● **What is required**: Pick out every line of the records that contains the string "fairy", and copy each one. Case counts.

● **Task material**:
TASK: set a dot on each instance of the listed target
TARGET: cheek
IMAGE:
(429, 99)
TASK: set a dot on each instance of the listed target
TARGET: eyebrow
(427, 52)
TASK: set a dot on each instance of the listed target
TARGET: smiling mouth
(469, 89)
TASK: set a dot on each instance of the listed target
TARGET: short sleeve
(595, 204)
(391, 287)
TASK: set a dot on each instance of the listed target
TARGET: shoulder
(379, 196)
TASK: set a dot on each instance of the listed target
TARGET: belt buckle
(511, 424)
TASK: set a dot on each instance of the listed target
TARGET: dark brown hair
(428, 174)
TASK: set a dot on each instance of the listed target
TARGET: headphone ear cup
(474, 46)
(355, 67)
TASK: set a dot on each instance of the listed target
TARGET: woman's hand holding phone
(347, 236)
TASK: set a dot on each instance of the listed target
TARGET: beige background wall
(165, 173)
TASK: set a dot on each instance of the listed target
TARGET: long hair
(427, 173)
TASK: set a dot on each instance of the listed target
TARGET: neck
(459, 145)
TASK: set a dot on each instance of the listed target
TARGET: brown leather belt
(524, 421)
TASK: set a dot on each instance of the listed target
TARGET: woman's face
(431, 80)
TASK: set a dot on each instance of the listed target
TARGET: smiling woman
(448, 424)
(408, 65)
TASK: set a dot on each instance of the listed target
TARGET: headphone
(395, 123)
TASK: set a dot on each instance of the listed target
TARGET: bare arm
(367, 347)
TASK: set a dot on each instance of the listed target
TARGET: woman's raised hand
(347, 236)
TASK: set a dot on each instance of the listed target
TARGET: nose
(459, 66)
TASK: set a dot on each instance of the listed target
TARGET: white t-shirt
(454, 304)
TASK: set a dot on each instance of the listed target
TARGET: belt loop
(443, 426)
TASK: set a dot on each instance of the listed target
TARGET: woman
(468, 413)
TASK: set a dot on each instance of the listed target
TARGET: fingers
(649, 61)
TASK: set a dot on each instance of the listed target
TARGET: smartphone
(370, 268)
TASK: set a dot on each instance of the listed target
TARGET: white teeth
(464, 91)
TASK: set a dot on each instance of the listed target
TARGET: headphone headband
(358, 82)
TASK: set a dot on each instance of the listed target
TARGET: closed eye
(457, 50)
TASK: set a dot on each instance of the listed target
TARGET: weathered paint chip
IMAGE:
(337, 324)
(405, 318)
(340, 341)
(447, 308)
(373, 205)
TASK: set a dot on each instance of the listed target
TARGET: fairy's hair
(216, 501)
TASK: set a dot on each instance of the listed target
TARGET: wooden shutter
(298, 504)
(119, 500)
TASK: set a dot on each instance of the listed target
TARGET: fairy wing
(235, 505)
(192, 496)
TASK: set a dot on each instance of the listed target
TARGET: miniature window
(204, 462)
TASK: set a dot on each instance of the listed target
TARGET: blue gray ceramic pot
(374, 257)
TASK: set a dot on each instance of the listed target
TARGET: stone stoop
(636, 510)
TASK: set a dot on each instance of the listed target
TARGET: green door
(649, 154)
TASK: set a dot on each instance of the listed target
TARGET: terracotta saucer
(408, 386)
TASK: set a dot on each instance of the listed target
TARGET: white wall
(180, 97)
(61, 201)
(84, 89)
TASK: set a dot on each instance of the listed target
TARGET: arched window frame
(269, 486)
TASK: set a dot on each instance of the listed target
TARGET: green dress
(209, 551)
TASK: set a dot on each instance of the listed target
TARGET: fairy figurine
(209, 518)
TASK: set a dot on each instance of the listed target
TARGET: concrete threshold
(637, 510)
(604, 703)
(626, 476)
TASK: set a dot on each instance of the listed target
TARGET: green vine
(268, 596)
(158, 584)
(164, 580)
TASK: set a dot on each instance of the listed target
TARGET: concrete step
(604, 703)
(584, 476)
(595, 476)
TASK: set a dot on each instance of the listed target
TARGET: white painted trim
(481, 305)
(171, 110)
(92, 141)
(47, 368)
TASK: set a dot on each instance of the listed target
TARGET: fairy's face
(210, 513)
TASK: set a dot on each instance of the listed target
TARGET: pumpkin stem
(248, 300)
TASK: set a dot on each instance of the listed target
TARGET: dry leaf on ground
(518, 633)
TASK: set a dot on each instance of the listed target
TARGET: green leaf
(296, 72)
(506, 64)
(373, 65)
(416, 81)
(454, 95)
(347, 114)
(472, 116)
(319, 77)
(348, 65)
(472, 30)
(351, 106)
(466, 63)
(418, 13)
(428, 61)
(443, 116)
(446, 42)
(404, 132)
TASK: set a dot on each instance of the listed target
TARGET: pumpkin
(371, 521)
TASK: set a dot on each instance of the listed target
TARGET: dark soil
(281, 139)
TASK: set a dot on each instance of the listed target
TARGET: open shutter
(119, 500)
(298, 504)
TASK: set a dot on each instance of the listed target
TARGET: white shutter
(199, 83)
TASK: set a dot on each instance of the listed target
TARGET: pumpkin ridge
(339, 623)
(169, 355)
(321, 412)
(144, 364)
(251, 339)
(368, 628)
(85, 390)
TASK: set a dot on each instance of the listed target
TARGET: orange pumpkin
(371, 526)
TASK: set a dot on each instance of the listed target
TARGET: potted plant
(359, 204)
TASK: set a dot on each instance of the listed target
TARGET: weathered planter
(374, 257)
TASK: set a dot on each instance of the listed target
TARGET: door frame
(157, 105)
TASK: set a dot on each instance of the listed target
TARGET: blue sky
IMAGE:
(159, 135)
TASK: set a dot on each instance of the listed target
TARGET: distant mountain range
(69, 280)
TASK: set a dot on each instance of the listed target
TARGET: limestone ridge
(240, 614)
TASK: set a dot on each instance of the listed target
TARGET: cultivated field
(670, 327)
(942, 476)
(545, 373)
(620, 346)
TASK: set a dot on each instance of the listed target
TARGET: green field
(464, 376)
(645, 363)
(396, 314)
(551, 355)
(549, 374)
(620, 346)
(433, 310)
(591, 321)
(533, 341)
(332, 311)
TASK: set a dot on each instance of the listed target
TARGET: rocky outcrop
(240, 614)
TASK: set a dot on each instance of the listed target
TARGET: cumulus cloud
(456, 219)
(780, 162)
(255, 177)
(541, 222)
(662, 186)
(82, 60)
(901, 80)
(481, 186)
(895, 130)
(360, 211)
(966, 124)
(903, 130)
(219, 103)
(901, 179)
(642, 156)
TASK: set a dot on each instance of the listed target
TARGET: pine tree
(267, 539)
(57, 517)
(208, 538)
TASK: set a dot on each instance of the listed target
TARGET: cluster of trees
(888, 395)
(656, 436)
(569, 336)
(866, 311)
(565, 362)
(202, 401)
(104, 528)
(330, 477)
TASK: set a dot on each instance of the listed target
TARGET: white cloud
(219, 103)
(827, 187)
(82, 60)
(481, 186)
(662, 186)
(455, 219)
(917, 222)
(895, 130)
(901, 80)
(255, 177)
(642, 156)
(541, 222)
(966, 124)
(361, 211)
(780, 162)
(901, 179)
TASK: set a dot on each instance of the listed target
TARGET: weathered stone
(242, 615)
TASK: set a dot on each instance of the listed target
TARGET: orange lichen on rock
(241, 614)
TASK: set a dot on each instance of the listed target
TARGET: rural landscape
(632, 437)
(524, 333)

● **Output below**:
TARGET: fairy's hair
TARGET: fairy wing
TARGET: fairy figurine
TARGET: fairy's face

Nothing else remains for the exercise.